1\. your url looks like gopher://dipstick.io/0file or
gopher://watchingpaintdry.museum/9folder/file. The filetype is part of the
url, but only the client is aware of it -- it's not passed to the server.

2\. When using a URL, the client has one idea of the file type but it does not
necessarily match what the server thinks the file type is.

2\. Error messages. HTTP has a status code to indicate the file doesn't exist
(or was moved, etc). Gopher can send the error message back as the payload
but... is that in text format or binary format? The server has no idea what
format the client expects.

Always sending binary data and using out-of-band status codes and file type
just keeps life simpler.

------
runn1ng
I guess MetaFilter kind of misses the point of gopher here, since they just
serve HTML document on the gopher server, with <a href> links to normal web.

Example:

[http://gopher.floodgap.com/gopher/gw?gopher://gopher.metafil...](http://gopher.floodgap.com/gopher/gw?gopher://gopher.metafilter.com:70/0/MetaFilter/The-
leg-exercises-are-pivoting-curtsy-lunges.html)

What is the point of serving that on gopher? :)

------
taftster
Gopher is the ultimate separation of content from presentation. You write the
content, I'll read it in the style of my choosing.

Flashy ads and social network dropins need to go away. A good content author
can figure out how to work sponsorships and other revenue generation into
their work. I don't mind reading through someone's text based plug for a
product, it creates a stronger focus on writing quality content rather than
link-baiting.

------
btreesOfSpring
i waiting for someone to kick up archie.

------
digi_owl
Gopher really does feel like it would be a match made in heaven for Freenet or
some kind of Bittorrent FS.

------
dscpls
I say gopher it!

------
collinmanderson
But is the connection encrypted? :)

■ **Object pointing dataset rows**
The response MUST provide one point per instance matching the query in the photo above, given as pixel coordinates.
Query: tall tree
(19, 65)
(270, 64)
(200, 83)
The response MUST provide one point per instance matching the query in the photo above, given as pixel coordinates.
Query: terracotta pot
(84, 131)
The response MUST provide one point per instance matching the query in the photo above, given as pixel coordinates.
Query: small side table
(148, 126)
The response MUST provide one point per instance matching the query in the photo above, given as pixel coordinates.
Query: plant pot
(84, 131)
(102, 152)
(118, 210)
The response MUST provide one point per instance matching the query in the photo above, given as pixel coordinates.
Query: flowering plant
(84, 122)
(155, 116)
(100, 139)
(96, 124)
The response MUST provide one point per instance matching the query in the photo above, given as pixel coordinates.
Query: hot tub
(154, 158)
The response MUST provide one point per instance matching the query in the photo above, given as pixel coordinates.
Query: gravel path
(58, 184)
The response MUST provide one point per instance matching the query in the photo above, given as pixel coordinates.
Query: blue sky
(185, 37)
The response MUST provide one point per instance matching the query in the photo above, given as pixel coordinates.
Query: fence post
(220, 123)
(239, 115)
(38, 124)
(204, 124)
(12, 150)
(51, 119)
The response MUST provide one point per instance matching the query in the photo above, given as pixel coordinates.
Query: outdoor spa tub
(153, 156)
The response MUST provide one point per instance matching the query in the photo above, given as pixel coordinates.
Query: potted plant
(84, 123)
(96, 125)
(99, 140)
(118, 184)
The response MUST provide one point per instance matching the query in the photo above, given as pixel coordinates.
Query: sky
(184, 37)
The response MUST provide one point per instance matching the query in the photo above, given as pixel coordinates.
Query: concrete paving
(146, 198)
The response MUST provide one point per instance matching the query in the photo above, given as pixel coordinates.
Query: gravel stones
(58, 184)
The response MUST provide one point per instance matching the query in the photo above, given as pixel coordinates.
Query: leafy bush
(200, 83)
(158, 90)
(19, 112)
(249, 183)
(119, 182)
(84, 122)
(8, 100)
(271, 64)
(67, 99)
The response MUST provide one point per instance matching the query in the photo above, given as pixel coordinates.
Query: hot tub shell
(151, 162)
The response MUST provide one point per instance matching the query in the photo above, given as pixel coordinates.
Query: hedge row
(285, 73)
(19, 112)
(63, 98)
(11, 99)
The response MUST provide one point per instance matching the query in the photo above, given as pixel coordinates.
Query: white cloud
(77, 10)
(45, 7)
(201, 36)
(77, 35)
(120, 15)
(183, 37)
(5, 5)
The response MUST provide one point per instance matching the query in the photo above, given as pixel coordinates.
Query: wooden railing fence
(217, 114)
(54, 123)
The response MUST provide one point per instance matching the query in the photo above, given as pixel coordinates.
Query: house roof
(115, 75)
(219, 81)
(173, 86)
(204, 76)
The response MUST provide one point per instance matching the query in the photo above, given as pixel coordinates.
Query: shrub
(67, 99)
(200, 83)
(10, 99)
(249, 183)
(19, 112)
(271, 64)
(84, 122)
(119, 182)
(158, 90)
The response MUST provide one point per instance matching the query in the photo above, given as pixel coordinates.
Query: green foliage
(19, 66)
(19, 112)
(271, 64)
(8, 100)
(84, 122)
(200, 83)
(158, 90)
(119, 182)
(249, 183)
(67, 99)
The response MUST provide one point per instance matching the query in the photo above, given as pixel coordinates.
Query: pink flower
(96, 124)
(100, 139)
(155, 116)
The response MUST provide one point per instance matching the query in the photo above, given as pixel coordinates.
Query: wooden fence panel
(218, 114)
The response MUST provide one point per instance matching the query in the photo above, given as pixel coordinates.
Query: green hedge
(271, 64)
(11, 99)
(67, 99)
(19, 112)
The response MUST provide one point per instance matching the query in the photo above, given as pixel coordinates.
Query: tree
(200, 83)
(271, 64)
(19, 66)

==

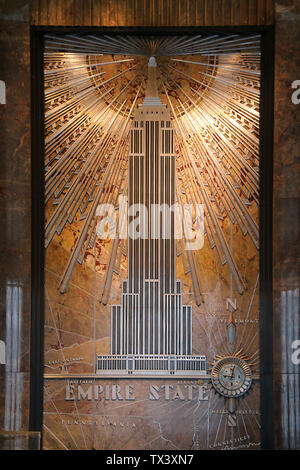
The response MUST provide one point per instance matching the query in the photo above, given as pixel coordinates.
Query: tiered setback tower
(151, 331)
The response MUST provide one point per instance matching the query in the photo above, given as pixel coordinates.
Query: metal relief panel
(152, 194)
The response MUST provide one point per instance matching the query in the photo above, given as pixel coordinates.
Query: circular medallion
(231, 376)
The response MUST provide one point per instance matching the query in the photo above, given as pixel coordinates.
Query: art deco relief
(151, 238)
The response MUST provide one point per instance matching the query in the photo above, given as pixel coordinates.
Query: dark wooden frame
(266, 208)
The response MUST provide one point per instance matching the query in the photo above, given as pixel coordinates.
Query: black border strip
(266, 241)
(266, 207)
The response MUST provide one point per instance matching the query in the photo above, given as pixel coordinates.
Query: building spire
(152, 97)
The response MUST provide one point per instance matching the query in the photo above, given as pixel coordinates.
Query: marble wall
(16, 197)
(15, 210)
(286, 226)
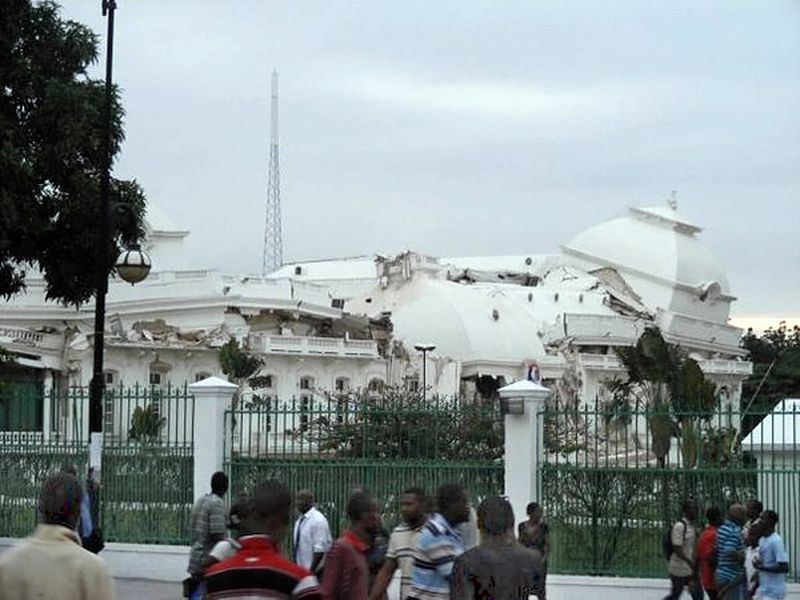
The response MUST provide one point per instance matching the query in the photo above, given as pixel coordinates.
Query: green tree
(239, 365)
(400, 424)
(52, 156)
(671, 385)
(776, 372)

■ **TASKS TO PERFORM**
A: Repeat the passage of the Gopher thread from "1\. your url" to "file type is.", reproducing every word and mark precisely.
B: How many lines of the rows contain the string "gravel", counting only matches in that exact case? Reply with the number alone.
The Gopher thread and the rows are independent of each other and share no content.

■ **RESPONSES IN ORDER**
A:
1\. your url looks like gopher://dipstick.io/0file or
gopher://watchingpaintdry.museum/9folder/file. The filetype is part of the
url, but only the client is aware of it -- it's not passed to the server.

2\. When using a URL, the client has one idea of the file type but it does not
necessarily match what the server thinks the file type is.

B: 2